DIRECTION 1:
On the execution plan page, where does every rule about ordering live?

DOCUMENT:

The Execution Plan#

What Is It?#

When convergence decides it’s time to deploy your apps , it doesn’t just march through a fixed list of steps. Instead, it builds an execution plan — a map of every piece of work that needs to happen, along with which pieces depend on which others. Then a runner walks that map, doing as much work in parallel as the dependencies allow.

Think of it like cooking a multi-course dinner for twelve people. You could cook one dish at a time from start to finish — start the pasta sauce, finish the pasta sauce, then start the salad, then the roast, then dessert. You’d eat at midnight. What you actually do is look at the whole menu, notice that the roast takes two hours but the salad takes five minutes, and start the roast first. While it’s in the oven, you chop the salad, simmer the sauce, and prep dessert. Some things still have hard orderings (“don’t plate the pasta before the sauce is done”), but everything else overlaps.

The execution plan is the menu. The runner is the cook. The dependency edges are the “don’t do X before Y” rules.

Why Does It Exist?#

The old convergence pipeline had rigid phases: deploy all apps, then sync all aggregators, then run all reconcilers, then update DNS. Three problems:

  1. Slow. A 30-second deploy of your media target had to finish before a 3-second deploy of your monitoring target was even considered — even though nothing on those two targets touches the other. The whole pipeline ran at the speed of its slowest app.
  2. Fragile. A broken exporter in one app would fail its deploy, which blocked the aggregator sync, which blocked every reconciler, which blocked DNS. One typo in one container image could freeze integration for twenty other apps.
  3. Opaque. Because the phases were hardcoded, adding new kinds of work (setup callbacks, per-app reconcilers) meant bolting on new phases and hoping the interactions were right.

The execution plan solves all three. It’s just a set of work-nodes and “wait for this other node” arrows — and every rule about ordering lives in the apps’ own meta.yml files, not in convergence code.

DIRECTION 2:
Write out the dataset entries from the line with "(format x=228, y=570)" up to and including the line with "x=268, y=273".

[Records from a dataset]
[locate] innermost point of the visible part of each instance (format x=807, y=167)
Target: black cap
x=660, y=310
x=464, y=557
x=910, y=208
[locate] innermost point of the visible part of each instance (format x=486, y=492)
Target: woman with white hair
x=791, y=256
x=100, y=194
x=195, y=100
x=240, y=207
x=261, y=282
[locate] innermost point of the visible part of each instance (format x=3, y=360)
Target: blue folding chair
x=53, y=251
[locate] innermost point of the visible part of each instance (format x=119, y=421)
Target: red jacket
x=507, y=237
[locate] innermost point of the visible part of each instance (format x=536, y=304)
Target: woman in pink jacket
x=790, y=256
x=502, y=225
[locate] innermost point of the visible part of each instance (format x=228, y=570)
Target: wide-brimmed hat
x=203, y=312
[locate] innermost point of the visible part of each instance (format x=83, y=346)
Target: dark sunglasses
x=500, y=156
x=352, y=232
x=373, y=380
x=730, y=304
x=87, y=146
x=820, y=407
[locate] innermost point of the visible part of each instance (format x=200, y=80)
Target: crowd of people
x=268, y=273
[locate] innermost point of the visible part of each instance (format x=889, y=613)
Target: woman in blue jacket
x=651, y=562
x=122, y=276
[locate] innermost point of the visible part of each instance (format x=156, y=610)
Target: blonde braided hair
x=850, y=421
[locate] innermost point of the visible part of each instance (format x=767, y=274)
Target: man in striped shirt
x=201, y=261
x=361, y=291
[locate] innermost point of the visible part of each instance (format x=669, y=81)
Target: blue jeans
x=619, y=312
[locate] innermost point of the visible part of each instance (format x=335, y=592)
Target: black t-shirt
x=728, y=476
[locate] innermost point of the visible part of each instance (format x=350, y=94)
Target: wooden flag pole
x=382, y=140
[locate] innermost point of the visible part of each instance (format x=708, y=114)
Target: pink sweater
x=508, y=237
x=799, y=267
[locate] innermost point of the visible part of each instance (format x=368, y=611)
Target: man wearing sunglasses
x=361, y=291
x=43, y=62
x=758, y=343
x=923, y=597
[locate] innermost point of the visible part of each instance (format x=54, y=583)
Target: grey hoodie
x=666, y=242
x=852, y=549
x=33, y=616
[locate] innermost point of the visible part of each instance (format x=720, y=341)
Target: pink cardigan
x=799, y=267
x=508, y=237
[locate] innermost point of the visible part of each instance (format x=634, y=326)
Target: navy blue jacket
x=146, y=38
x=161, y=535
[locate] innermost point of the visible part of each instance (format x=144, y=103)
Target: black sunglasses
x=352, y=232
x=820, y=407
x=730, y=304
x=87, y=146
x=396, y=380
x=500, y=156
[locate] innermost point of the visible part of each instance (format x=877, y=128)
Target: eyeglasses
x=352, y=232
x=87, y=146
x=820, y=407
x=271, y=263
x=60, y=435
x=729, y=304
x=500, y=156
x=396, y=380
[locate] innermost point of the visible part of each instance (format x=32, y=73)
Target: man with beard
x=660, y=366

PROBLEM SOLUTION 1:
In the apps' own meta.yml files, not in convergence code.

PROBLEM SOLUTION 2:
[locate] innermost point of the visible part of each instance (format x=228, y=570)
Target: wide-brimmed hat
x=203, y=312
[locate] innermost point of the visible part of each instance (format x=83, y=346)
Target: dark sunglasses
x=500, y=156
x=352, y=232
x=373, y=380
x=730, y=304
x=87, y=146
x=820, y=407
[locate] innermost point of the visible part of each instance (format x=200, y=80)
Target: crowd of people
x=268, y=273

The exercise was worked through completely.